:: WORK TO BE COMPLETED ::
Reproduce the part of the records that begins with the line containing "outline black and white photograph" and ends with the line containing "211 30 L 134", including both of those lines, with every character unchanged.
..............................
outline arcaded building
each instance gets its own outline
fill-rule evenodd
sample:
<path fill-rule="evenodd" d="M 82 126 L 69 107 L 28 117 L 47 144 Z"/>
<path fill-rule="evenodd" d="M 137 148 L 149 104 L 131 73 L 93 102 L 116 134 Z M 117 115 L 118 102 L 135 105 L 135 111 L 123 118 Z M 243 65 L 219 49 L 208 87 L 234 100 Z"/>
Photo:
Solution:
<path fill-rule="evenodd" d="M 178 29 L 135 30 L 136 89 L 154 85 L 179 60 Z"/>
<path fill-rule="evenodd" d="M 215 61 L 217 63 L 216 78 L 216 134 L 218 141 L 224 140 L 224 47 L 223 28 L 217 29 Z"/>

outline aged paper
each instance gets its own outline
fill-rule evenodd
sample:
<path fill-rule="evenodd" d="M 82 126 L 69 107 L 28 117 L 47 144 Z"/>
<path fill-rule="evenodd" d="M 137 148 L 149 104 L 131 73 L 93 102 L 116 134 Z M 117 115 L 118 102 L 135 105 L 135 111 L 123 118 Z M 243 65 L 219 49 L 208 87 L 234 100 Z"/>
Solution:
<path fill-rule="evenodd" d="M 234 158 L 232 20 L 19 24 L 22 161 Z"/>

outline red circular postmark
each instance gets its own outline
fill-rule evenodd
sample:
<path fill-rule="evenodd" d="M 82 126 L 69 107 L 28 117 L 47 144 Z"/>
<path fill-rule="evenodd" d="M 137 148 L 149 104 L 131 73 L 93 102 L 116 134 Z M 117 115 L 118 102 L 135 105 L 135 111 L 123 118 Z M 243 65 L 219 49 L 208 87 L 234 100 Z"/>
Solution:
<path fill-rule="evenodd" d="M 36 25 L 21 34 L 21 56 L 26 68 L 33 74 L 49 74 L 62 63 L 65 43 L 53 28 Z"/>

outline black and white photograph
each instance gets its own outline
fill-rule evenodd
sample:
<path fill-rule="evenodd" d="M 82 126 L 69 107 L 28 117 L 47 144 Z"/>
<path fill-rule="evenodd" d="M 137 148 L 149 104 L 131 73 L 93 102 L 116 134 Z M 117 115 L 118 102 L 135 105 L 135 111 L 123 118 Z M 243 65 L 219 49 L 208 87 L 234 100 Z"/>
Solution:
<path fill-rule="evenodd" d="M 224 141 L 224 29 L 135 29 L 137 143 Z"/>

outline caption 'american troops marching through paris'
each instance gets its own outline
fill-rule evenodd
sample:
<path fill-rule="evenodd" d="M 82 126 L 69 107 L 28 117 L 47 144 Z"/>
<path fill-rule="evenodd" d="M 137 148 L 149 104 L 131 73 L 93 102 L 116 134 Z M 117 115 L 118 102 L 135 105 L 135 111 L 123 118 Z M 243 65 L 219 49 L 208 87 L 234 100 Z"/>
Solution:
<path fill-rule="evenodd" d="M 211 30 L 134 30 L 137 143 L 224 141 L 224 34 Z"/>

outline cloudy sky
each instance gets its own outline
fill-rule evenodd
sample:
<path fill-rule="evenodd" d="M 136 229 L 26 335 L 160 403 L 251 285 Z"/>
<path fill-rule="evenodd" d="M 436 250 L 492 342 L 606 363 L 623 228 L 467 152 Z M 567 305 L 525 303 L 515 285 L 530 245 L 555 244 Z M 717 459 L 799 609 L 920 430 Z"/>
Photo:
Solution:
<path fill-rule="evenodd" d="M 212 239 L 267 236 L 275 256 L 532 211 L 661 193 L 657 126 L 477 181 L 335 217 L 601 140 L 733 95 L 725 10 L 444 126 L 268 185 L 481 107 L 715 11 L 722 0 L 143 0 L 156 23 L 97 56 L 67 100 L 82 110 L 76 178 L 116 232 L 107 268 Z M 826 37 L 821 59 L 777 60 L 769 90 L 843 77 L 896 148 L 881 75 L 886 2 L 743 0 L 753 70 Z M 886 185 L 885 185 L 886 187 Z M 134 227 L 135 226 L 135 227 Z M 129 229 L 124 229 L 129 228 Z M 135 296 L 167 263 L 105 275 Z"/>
..............................
:: RIGHT ANSWER ::
outline black and white photograph
each instance gets its own outline
fill-rule evenodd
sample:
<path fill-rule="evenodd" d="M 82 126 L 69 107 L 28 117 L 47 144 Z"/>
<path fill-rule="evenodd" d="M 137 148 L 149 104 L 131 73 L 93 102 L 116 134 Z M 117 115 L 118 102 L 135 105 L 135 111 L 123 118 Z M 243 65 L 219 49 L 208 87 L 234 100 Z"/>
Solution:
<path fill-rule="evenodd" d="M 224 141 L 224 29 L 135 29 L 137 143 Z"/>

outline caption 'american troops marching through paris'
each instance gets its own outline
fill-rule evenodd
sample:
<path fill-rule="evenodd" d="M 82 126 L 69 107 L 28 117 L 47 144 Z"/>
<path fill-rule="evenodd" d="M 137 148 L 149 104 L 131 73 L 93 102 L 116 134 Z M 117 115 L 118 102 L 135 105 L 135 111 L 123 118 Z M 243 65 L 219 49 L 208 87 L 234 100 Z"/>
Solution:
<path fill-rule="evenodd" d="M 211 30 L 134 30 L 137 143 L 224 141 L 224 34 Z"/>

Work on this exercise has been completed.